Dataset rows:
========
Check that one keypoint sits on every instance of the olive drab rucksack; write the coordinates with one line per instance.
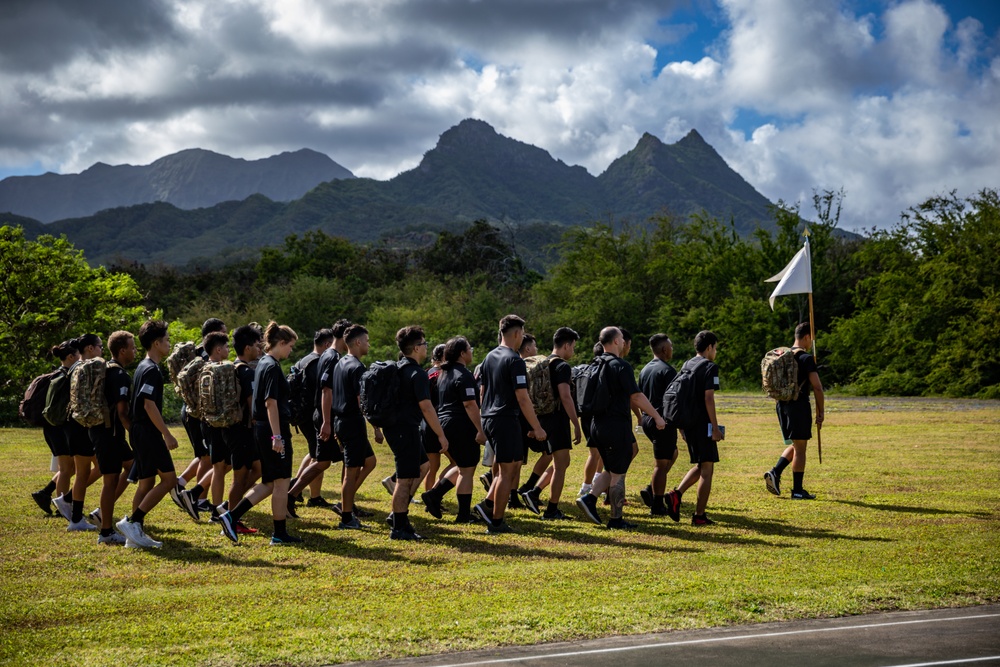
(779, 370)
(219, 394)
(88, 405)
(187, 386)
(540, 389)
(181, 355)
========
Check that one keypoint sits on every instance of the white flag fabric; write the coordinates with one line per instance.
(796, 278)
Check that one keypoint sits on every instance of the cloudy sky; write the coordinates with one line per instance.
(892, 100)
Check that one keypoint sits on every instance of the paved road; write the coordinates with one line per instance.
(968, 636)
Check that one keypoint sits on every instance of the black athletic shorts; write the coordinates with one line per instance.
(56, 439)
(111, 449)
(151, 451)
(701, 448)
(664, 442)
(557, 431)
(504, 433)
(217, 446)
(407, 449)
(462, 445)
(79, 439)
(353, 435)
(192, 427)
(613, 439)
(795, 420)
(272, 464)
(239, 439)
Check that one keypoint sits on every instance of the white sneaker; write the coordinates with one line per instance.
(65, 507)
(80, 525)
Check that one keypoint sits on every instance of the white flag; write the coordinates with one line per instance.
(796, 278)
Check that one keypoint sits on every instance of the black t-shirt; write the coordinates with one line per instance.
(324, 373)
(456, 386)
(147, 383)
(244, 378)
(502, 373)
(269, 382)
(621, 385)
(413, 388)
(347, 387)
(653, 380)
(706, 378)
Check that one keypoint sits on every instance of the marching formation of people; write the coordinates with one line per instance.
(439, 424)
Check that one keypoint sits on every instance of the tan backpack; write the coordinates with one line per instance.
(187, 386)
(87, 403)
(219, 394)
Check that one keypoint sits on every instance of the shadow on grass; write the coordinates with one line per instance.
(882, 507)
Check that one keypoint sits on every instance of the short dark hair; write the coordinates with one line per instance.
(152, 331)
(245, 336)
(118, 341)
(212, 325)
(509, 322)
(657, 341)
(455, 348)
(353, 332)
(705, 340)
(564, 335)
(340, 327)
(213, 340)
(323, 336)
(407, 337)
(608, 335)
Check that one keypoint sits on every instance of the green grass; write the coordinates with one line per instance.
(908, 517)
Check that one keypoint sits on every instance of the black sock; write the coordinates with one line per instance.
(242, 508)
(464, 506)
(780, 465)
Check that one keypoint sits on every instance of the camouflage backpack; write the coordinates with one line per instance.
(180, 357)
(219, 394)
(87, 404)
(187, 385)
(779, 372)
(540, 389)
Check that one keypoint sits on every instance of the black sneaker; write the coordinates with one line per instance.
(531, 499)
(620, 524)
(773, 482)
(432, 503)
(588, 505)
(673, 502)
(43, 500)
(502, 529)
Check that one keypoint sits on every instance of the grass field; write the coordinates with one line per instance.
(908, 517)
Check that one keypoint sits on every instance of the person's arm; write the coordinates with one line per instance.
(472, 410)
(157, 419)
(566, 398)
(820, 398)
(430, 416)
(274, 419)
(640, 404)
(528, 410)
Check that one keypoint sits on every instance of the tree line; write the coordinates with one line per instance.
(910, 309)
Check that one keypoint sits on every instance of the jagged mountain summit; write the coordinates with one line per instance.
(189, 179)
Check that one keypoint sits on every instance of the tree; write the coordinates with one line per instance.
========
→ **WHAT IS EXPECTED**:
Please gather every line of the records above that contains the word "grass". Case counts.

→ **RESPONSE TO THIS TASK**:
Check that one keypoint sits on every instance of the shadow on grass; write the coordinates with one line per instance.
Check that one keypoint sits on every instance of the green grass; write the coordinates with one line per instance.
Check that one keypoint sits on every instance of the grass field; write the coordinates with one line per instance.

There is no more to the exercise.